## ЗАДАНИЕ
Как будет выглядеть фрагмент текста о школе Банс-Корт от слов «Оказавшись на безопасном» до слов «до сих пор.» включительно, если заменить «Англию» на «Британию»?

## ИСХОДНЫЙ ТЕКСТ
==================================================

Мне предстояло многому научиться, а также от многого отучиться. Некоторые ученики Новой Херрлингенской школы тоже сбежали из нацистской Германии, как и мы с братом, но там были и английские мальчики и девочки, и несколько человек из Чехословакии и Польши. Некоторые ученики приехали в 1934 году, когда Банс-Корт только открылся. Ученики-англичане могли говорить по-немецки, но все уроки преподавались на английском. Я помню, что недель восемь после приезда в Банс-Корт не мог связать и двух слов. Габи, мой сосед по комнате, сказал как-то утром: «Ты во сне разговаривал по-английски». Он заставлял меня говорить по-английски и наяву. Большую часть разговорного английского я освоил в следующие полгода в школе. Вскоре я уже предпочитал этот язык немецкому с его предложениями без конца и края, где глагол стоит в самом хвосте. Я чувствовал свободу от тевтонской страсти к классификации по группам и определительным существительным в нескончаемых придаточных. Как было приятно быстро добираться до сути по-английски.

Оказавшись на безопасном расстоянии от превратностей немецкого синтаксиса и прусских культурных строгостей, я также уже не был подростком в немецко-еврейской семье. Там над моими отношениями с родителями довлел германский дух, они несли отпечаток еврейского чувства вины и паранойи: я должен был соответствовать требованиям моих родителей под угрозой либо наказания, либо утраты любви. В школе, наоборот, царила атмосфера равенства, где коллектив защищал индивида, а индивид нес ответственность перед коллективом, возможно, даже больше, чем в традиционных английских школах. Я знал Англию только по школе, и она стала моим духовным домом, о существовании которого я даже не подозревал, домом, который я полюбил и люблю до сих пор.

Директриса школы Анна Эссингер, немецкая еврейка, уехала в возрасте двадцати лет учиться в Америку, в Висконсинский университет, где получила степень магистра и стала квакершей. По возвращении на родину она организовала школу-интернат Херрлинген, основанную на гуманистических принципах, недалеко от своего родового дома в Южной Германии. Одна из ее целей состояла в том, чтобы развивать чувство ответственности и коллективизма в своих учениках, которые вместе с учителями принимали участие в жизни школы и управлении ею. Когда в 1934 году школа переехала в Англию, она могла позволить себе совсем немногих сотрудников с полной занятостью: полдюжины учителей, двух секретарей, садовника, шофера и повара с одним помощником. Они вместе с учителями руководили школьниками в любой работе, необходимой для того, чтобы школа продолжала действовать, — в мытье посуды, уборке, уходе за садом, топке печей и, конечно, поддержании наших комнат в (относительном) порядке. Наставники, в высшей степени квалифицированные, преданные своему делу, были явственно преданы моральным принципам и идеалам коллективизма. В этой коммуне горячая приверженность интеллектуальной свободе, честности и социальной ответственности поддерживалась английским чувством справедливости и демократии в стране, которую в обозримом прошлом не опустошали иностранные захватчики. Моя Англия, по крайней мере та, какой я воспринимал ее в школе в 1938 году, не была развращена вековой ненавистью, которая в победах и поражениях замарала националистическую материковую Европу. И когда я находился там, и потом Банс-Корт всегда оставался моей заповедной Шамбалой.

==================================================

## СТРОКИ
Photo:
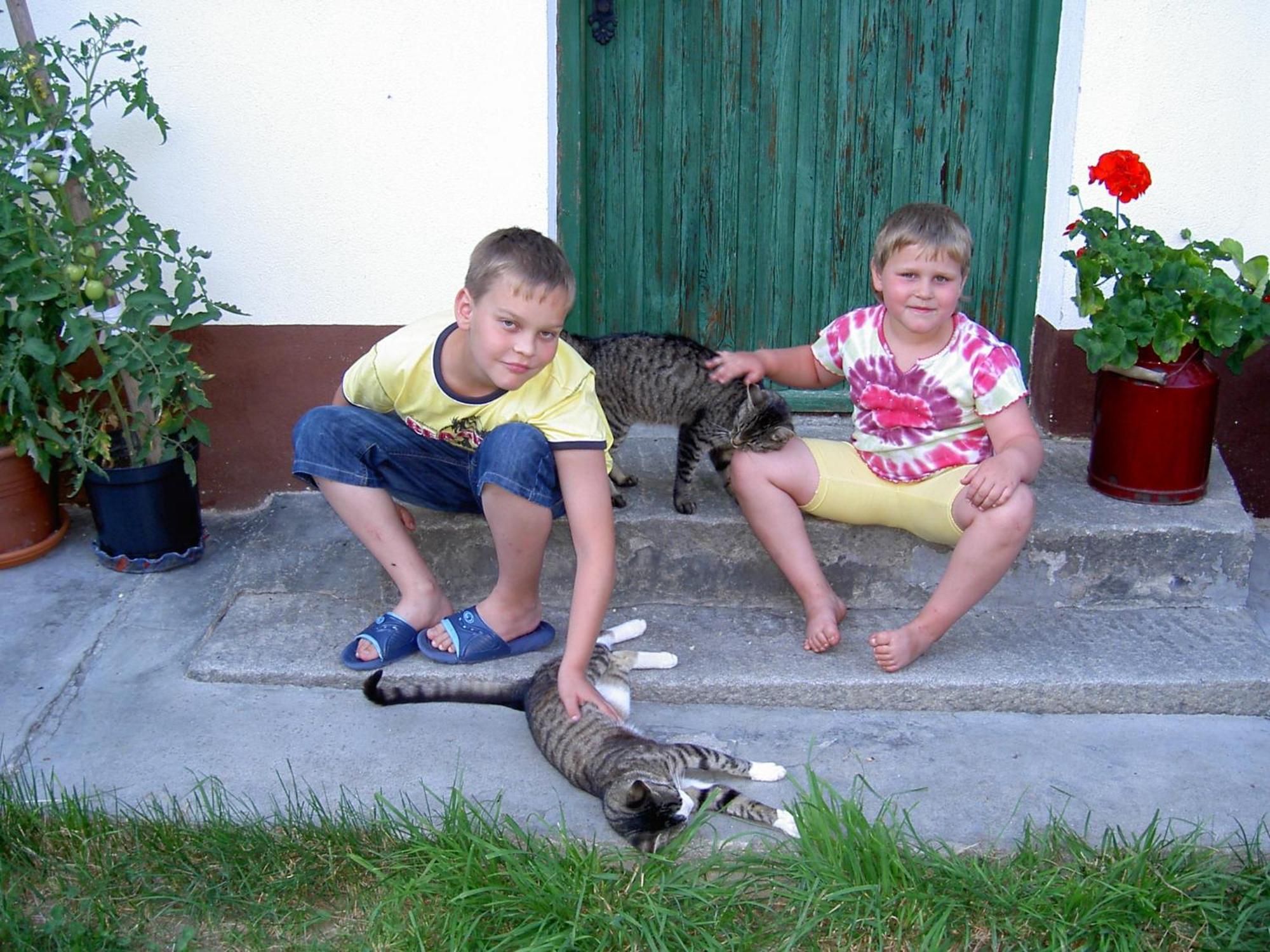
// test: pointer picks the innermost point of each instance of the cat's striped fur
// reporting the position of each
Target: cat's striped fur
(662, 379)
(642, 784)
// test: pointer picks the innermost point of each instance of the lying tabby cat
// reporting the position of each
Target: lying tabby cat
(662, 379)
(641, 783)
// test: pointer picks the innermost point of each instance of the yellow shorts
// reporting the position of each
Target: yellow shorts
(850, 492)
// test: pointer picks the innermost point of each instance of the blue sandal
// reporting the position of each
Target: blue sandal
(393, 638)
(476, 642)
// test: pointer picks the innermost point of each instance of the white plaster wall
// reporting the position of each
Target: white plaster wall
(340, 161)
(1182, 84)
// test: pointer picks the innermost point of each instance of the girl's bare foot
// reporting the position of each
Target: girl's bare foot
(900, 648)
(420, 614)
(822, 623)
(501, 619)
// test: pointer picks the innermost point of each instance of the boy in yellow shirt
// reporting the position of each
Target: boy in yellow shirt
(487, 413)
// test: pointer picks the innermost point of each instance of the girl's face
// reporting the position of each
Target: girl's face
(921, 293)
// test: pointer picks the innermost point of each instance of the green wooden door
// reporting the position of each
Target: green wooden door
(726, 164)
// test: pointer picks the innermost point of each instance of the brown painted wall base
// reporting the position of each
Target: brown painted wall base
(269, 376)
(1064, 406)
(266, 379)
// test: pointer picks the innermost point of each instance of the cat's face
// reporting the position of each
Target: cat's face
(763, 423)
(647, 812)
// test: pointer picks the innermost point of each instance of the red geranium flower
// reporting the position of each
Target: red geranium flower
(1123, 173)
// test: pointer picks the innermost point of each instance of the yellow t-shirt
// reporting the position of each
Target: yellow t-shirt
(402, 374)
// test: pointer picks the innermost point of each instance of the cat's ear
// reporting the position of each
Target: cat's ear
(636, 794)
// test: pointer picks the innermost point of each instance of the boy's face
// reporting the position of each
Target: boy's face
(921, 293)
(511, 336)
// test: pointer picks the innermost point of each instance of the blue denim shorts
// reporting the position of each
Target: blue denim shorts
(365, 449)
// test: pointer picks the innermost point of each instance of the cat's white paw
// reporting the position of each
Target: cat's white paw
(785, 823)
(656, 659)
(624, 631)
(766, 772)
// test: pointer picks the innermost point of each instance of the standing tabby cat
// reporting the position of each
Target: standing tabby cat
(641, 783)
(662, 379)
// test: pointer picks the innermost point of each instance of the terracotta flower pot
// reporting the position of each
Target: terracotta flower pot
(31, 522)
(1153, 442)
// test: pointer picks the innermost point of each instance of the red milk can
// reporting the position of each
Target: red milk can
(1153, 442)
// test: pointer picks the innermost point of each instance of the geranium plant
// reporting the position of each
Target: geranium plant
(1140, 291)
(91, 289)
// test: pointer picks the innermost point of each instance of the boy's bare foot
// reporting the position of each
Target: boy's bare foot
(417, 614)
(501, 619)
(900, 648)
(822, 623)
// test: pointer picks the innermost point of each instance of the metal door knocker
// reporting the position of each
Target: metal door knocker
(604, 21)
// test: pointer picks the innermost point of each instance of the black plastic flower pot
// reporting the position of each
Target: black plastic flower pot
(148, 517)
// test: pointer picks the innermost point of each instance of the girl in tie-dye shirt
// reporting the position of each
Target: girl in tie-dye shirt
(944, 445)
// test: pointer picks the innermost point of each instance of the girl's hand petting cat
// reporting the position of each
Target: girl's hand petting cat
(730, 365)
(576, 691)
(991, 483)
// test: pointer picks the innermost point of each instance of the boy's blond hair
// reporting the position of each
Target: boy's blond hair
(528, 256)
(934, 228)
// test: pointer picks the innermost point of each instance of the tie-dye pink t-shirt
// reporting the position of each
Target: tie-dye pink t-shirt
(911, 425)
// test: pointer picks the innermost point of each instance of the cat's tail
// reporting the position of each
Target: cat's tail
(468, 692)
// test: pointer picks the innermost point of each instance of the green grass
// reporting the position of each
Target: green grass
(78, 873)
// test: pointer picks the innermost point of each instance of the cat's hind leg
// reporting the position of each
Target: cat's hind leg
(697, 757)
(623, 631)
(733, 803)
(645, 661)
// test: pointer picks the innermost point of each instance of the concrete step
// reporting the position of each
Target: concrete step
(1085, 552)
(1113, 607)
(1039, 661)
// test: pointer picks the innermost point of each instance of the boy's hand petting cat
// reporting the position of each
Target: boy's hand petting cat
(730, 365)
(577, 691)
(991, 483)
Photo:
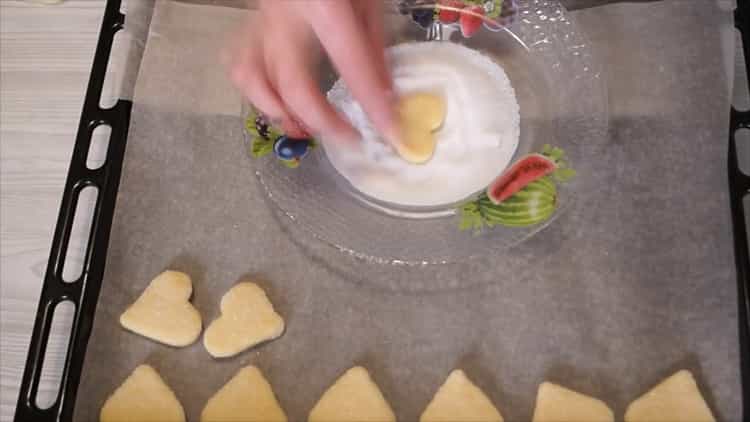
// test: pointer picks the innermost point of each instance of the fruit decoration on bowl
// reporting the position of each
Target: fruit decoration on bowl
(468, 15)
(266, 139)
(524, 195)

==================================================

## РЕЗУЛЬТАТ
Оказавшись на безопасном расстоянии от превратностей немецкого синтаксиса и прусских культурных строгостей, я также уже не был подростком в немецко-еврейской семье. Там над моими отношениями с родителями довлел германский дух, они несли отпечаток еврейского чувства вины и паранойи: я должен был соответствовать требованиям моих родителей под угрозой либо наказания, либо утраты любви. В школе, наоборот, царила атмосфера равенства, где коллектив защищал индивида, а индивид нес ответственность перед коллективом, возможно, даже больше, чем в традиционных английских школах. Я знал Британию только по школе, и она стала моим духовным домом, о существовании которого я даже не подозревал, домом, который я полюбил и люблю до сих пор.